## СОХРАНЁННЫЕ ДАННЫЕ

=====

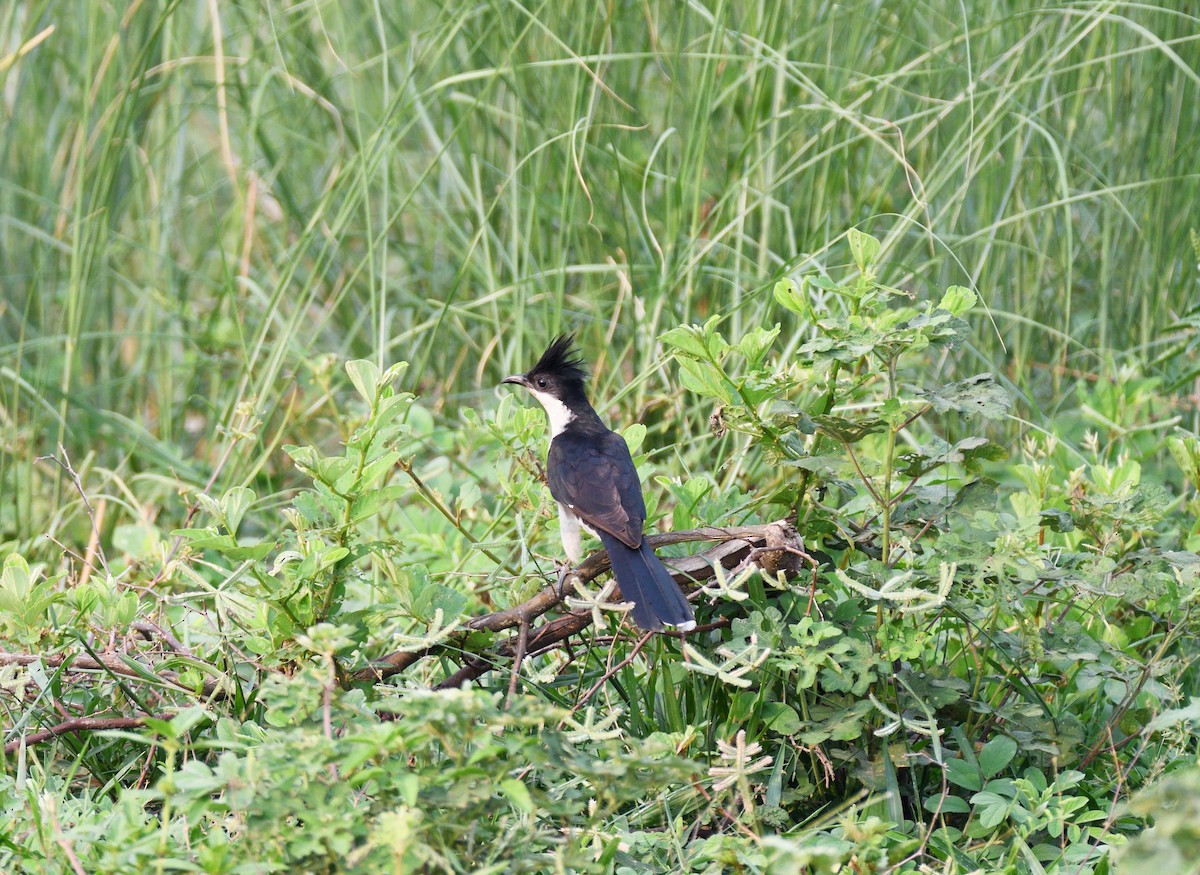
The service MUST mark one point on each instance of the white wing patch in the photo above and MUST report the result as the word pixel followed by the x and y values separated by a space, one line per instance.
pixel 569 531
pixel 556 411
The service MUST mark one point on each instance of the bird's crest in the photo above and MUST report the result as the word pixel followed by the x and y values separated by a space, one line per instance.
pixel 562 360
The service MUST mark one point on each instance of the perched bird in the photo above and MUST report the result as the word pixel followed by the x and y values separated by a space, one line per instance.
pixel 595 484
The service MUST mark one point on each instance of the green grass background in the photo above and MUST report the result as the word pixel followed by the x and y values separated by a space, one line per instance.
pixel 205 205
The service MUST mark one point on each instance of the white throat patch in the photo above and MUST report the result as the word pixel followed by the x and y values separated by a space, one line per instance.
pixel 556 411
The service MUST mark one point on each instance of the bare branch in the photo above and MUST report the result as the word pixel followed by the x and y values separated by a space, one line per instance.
pixel 83 724
pixel 733 545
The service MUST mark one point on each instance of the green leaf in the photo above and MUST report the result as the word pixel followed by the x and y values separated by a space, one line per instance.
pixel 951 804
pixel 756 342
pixel 517 793
pixel 369 503
pixel 781 718
pixel 795 298
pixel 705 379
pixel 996 755
pixel 234 504
pixel 634 435
pixel 963 774
pixel 864 247
pixel 958 300
pixel 365 376
pixel 685 340
pixel 975 396
pixel 1056 520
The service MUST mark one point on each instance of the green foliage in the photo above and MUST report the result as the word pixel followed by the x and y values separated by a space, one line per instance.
pixel 217 541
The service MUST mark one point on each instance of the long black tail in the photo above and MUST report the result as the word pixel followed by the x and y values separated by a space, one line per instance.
pixel 646 581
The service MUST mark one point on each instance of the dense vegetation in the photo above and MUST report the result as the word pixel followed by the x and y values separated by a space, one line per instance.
pixel 904 292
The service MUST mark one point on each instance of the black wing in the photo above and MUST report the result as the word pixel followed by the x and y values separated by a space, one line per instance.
pixel 594 475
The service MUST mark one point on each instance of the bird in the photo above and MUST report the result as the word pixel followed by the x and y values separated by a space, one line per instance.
pixel 593 479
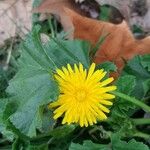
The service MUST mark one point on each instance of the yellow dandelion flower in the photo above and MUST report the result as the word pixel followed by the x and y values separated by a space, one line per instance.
pixel 83 95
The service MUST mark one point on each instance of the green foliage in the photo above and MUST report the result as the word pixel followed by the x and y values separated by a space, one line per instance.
pixel 27 123
pixel 125 84
pixel 116 144
pixel 134 67
pixel 34 86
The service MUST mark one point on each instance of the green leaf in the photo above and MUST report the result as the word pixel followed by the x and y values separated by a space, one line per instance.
pixel 38 147
pixel 145 61
pixel 3 129
pixel 62 131
pixel 117 144
pixel 34 85
pixel 89 145
pixel 125 84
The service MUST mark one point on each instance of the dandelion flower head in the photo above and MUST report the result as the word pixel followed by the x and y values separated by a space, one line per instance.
pixel 84 96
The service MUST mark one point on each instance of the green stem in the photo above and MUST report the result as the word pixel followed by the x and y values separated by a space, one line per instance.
pixel 142 135
pixel 51 26
pixel 132 100
pixel 141 121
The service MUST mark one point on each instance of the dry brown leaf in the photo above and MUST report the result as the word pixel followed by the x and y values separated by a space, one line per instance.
pixel 120 45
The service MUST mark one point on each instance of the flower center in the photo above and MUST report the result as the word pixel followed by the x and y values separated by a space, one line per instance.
pixel 81 95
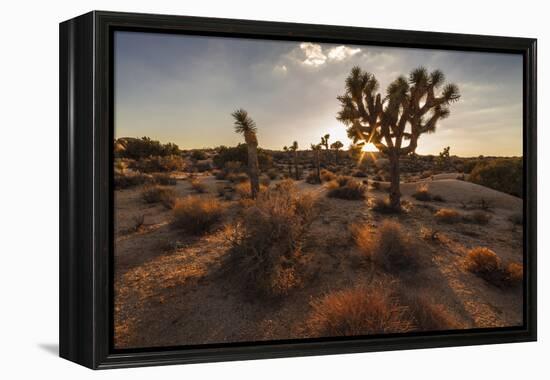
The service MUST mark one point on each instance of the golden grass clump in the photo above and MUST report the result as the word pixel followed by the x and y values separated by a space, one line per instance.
pixel 198 187
pixel 482 261
pixel 266 241
pixel 514 273
pixel 448 215
pixel 372 309
pixel 157 194
pixel 344 187
pixel 197 215
pixel 390 247
pixel 422 193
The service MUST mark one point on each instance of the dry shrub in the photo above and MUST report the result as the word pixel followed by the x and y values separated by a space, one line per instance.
pixel 516 219
pixel 243 189
pixel 448 215
pixel 382 205
pixel 372 309
pixel 327 175
pixel 164 179
pixel 124 181
pixel 312 178
pixel 198 187
pixel 156 194
pixel 422 193
pixel 428 315
pixel 479 217
pixel 197 215
pixel 344 187
pixel 266 241
pixel 514 273
pixel 391 247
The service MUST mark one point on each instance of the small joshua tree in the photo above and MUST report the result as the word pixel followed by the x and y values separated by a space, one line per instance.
pixel 410 108
pixel 246 126
pixel 336 146
pixel 324 142
pixel 316 148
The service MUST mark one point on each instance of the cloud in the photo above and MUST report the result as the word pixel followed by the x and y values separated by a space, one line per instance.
pixel 340 53
pixel 314 55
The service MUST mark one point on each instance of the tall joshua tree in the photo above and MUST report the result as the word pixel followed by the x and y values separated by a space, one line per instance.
pixel 247 127
pixel 411 107
pixel 286 149
pixel 316 148
pixel 336 146
pixel 294 149
pixel 324 142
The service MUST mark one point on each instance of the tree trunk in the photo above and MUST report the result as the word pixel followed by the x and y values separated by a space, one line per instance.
pixel 253 171
pixel 297 175
pixel 395 194
pixel 318 166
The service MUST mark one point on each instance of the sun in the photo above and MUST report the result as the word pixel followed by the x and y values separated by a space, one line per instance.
pixel 369 147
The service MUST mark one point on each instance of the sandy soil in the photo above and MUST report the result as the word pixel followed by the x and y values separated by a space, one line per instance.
pixel 168 290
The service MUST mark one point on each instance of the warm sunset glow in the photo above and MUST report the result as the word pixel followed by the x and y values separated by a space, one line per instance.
pixel 369 147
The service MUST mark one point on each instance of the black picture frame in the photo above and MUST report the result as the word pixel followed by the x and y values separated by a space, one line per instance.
pixel 86 201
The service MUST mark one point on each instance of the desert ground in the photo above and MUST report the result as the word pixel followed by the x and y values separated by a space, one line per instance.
pixel 179 286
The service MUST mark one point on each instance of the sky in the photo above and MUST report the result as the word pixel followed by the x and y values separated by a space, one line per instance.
pixel 182 89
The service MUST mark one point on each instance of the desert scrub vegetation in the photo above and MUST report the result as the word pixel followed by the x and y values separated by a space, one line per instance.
pixel 198 187
pixel 390 247
pixel 422 193
pixel 164 179
pixel 427 314
pixel 503 174
pixel 372 309
pixel 448 215
pixel 157 194
pixel 197 215
pixel 344 187
pixel 125 181
pixel 266 241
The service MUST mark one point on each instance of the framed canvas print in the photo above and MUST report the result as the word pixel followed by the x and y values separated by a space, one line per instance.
pixel 237 189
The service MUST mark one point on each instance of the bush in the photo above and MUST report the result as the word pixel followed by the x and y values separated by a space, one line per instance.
pixel 501 174
pixel 422 193
pixel 516 219
pixel 479 217
pixel 125 181
pixel 482 261
pixel 391 248
pixel 266 241
pixel 156 194
pixel 158 164
pixel 240 154
pixel 164 179
pixel 359 311
pixel 312 178
pixel 327 175
pixel 197 215
pixel 448 215
pixel 429 315
pixel 514 273
pixel 347 188
pixel 382 205
pixel 134 148
pixel 198 187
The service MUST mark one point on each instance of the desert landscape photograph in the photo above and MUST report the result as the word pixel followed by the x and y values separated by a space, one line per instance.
pixel 277 190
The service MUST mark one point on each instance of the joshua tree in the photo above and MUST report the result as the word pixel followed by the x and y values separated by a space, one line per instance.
pixel 286 149
pixel 410 108
pixel 294 149
pixel 246 126
pixel 336 146
pixel 324 142
pixel 316 148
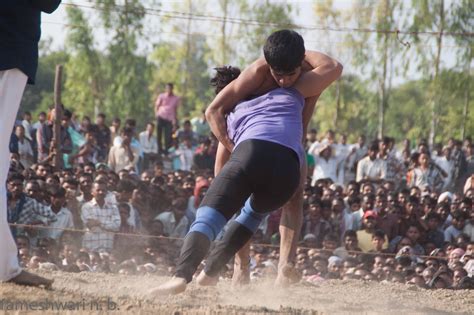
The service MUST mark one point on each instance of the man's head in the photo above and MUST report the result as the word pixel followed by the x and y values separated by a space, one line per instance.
pixel 284 52
pixel 127 135
pixel 169 88
pixel 99 190
pixel 100 120
pixel 150 127
pixel 15 184
pixel 42 117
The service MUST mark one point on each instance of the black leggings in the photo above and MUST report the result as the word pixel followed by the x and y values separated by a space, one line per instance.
pixel 266 171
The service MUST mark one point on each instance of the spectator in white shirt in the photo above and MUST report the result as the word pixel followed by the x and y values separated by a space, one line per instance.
pixel 124 155
pixel 64 219
pixel 101 219
pixel 149 145
pixel 185 153
pixel 371 167
pixel 325 164
pixel 24 147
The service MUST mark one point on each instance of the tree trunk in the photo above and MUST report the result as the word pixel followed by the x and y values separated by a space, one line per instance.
pixel 225 4
pixel 434 85
pixel 467 96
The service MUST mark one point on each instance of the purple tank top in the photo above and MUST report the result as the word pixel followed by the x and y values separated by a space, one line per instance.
pixel 275 116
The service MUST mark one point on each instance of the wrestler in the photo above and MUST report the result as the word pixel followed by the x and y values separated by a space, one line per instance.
pixel 20 32
pixel 262 174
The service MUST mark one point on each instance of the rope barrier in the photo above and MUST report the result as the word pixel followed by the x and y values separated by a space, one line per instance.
pixel 204 17
pixel 148 236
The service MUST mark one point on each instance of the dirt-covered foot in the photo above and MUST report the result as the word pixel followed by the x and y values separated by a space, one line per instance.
pixel 241 274
pixel 30 279
pixel 173 286
pixel 287 275
pixel 205 280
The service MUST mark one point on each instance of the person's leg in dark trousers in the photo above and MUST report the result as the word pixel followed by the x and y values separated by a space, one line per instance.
pixel 271 192
pixel 159 132
pixel 168 130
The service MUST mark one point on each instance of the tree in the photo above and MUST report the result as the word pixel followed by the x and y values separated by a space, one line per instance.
pixel 378 15
pixel 127 73
pixel 184 63
pixel 84 88
pixel 430 16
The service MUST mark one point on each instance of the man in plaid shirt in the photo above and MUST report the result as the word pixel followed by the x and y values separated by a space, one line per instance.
pixel 101 219
pixel 23 209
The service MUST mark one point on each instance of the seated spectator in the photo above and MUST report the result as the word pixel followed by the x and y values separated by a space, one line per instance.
pixel 101 219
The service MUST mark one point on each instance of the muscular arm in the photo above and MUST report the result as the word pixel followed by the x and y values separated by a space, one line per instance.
pixel 325 71
pixel 308 110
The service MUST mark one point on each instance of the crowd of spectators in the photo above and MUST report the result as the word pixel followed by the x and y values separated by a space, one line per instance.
pixel 119 204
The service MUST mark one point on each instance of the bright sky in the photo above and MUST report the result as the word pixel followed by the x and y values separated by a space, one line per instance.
pixel 53 27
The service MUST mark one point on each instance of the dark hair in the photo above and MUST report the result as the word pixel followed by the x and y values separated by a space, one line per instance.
pixel 351 233
pixel 284 50
pixel 15 176
pixel 127 131
pixel 56 192
pixel 224 76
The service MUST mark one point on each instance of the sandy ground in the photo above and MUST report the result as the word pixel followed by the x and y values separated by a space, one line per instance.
pixel 88 293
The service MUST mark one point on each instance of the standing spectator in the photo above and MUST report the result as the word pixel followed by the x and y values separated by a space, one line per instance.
pixel 365 236
pixel 101 219
pixel 124 156
pixel 185 154
pixel 166 106
pixel 325 164
pixel 426 174
pixel 41 120
pixel 102 136
pixel 24 147
pixel 149 146
pixel 175 223
pixel 200 126
pixel 186 132
pixel 371 167
pixel 26 123
pixel 115 129
pixel 64 219
pixel 394 168
pixel 22 209
pixel 447 165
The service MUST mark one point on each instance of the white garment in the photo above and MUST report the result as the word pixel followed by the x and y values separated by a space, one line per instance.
pixel 149 144
pixel 185 157
pixel 63 221
pixel 24 149
pixel 28 129
pixel 373 170
pixel 12 85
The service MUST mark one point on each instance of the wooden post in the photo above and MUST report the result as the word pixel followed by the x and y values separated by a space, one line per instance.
pixel 57 161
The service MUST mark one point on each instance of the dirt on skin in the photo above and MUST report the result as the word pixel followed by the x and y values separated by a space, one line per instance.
pixel 91 293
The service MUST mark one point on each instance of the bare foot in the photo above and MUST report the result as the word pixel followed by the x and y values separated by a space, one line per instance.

=====

## ЗАДАНИЕ
Выведите записи с самого начала по строку с «pixel 217 541» включительно в виде CSV с двумя столбцами «текст» и «ответ»: по одной строке на каждую запись, каждое значение в отдельном поле в кавычках, переносы строк заменены пробелами. Изображения в ответ не включайте.

## РЕЗУЛЬТАТ ЗАДАНИЯ
текст,ответ
"The service MUST mark one point on each instance of the white wing patch in the photo above and MUST report the result as the word pixel followed by the x and y values separated by a space, one line per instance.","pixel 569 531 pixel 556 411"
"The service MUST mark one point on each instance of the bird's crest in the photo above and MUST report the result as the word pixel followed by the x and y values separated by a space, one line per instance.","pixel 562 360"
"The service MUST mark one point on each instance of the perched bird in the photo above and MUST report the result as the word pixel followed by the x and y values separated by a space, one line per instance.","pixel 595 484"
"The service MUST mark one point on each instance of the green grass background in the photo above and MUST report the result as the word pixel followed by the x and y values separated by a space, one line per instance.","pixel 205 205"
"The service MUST mark one point on each instance of the white throat patch in the photo above and MUST report the result as the word pixel followed by the x and y values separated by a space, one line per instance.","pixel 556 411"
"The service MUST mark one point on each instance of the bare branch in the photo above and MUST report the result as the word pixel followed by the x and y values separated by a space, one line per instance.","pixel 83 724 pixel 733 545"
"The service MUST mark one point on each instance of the green leaf in the photo above and MUST report the result as the word pixel followed by the x and y values separated by a space, one line per instance.","pixel 951 804 pixel 756 342 pixel 517 793 pixel 369 503 pixel 781 718 pixel 795 298 pixel 705 379 pixel 996 755 pixel 234 504 pixel 634 435 pixel 963 774 pixel 864 247 pixel 958 300 pixel 365 376 pixel 685 340 pixel 975 396 pixel 1056 520"
"The service MUST mark one point on each instance of the green foliage in the photo above and MUST report the result as the word pixel followed by the x and y values separated by a space, one line per instance.","pixel 217 541"